**What you are asked to do:**
Below is a block of records; repeat each one exactly.

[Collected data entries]
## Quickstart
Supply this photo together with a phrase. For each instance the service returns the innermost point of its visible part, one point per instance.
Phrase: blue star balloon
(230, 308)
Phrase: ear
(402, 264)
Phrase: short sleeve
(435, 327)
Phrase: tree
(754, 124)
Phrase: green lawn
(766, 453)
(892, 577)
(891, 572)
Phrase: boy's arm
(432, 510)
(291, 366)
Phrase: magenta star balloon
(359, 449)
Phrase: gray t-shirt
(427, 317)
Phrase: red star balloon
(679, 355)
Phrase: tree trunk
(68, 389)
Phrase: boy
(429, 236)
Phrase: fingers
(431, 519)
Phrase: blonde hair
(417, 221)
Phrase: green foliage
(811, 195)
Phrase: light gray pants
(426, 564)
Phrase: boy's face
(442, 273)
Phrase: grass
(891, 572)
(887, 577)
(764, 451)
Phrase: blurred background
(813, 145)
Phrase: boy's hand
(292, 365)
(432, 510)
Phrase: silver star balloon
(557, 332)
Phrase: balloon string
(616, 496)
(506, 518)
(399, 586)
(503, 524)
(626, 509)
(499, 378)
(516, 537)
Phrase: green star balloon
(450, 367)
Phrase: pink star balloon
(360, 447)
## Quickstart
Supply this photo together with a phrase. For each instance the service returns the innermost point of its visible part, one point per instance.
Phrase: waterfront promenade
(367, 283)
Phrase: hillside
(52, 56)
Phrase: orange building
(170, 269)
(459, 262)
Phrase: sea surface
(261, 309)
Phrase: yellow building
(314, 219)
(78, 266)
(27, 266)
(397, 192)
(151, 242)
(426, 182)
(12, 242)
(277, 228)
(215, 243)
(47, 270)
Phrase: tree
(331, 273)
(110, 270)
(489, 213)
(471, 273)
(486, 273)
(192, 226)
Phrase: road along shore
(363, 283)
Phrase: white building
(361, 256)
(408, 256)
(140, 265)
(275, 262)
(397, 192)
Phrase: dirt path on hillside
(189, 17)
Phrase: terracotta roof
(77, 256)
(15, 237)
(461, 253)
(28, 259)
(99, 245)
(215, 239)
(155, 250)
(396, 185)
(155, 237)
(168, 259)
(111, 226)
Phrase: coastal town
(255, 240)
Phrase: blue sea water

**The solution:**
## Quickstart
Supply this photo together with a phrase. For each instance the service returns the innermost point of its visible part, one point per instance.
Phrase: blue star balloon
(230, 308)
Phrase: ear
(402, 264)
Phrase: short sleeve
(435, 327)
Phrase: tree
(754, 124)
Phrase: green lawn
(766, 453)
(892, 577)
(891, 572)
Phrase: boy's arm
(432, 510)
(291, 366)
Phrase: magenta star balloon
(359, 449)
Phrase: gray t-shirt
(427, 317)
Phrase: red star balloon
(679, 355)
Phrase: tree trunk
(68, 389)
Phrase: boy
(429, 236)
Phrase: fingers
(431, 519)
Phrase: blonde hair
(417, 221)
Phrase: green foliage
(811, 195)
Phrase: light gray pants
(426, 564)
Phrase: boy's face
(442, 273)
Phrase: grass
(891, 572)
(887, 577)
(764, 451)
Phrase: blurred background
(813, 145)
Phrase: boy's hand
(292, 365)
(432, 510)
Phrase: silver star balloon
(557, 332)
Phrase: balloon string
(616, 496)
(506, 518)
(399, 586)
(503, 524)
(626, 509)
(499, 378)
(516, 537)
Phrase: green star balloon
(450, 367)
Phrase: pink star balloon
(360, 447)
## Quickstart
Supply this photo together with a phrase. For each instance the service returns the innermost point of its visible part, one point per instance.
Phrase: waterfront promenade
(367, 283)
Phrase: hillside
(52, 56)
Phrase: orange building
(170, 269)
(459, 262)
Phrase: sea surface
(261, 309)
Phrase: yellow building
(314, 219)
(78, 266)
(27, 266)
(397, 192)
(151, 242)
(426, 182)
(12, 242)
(277, 228)
(215, 243)
(47, 270)
Phrase: tree
(331, 273)
(110, 270)
(489, 213)
(471, 273)
(486, 273)
(192, 226)
Phrase: road along shore
(363, 283)
Phrase: white building
(361, 256)
(408, 256)
(140, 265)
(275, 262)
(397, 192)
Phrase: dirt path on hillside
(189, 17)
Phrase: terracotta roof
(77, 256)
(15, 237)
(461, 253)
(28, 259)
(99, 245)
(215, 239)
(155, 250)
(396, 185)
(155, 237)
(168, 259)
(111, 226)
Phrase: coastal town
(255, 240)
Phrase: blue sea water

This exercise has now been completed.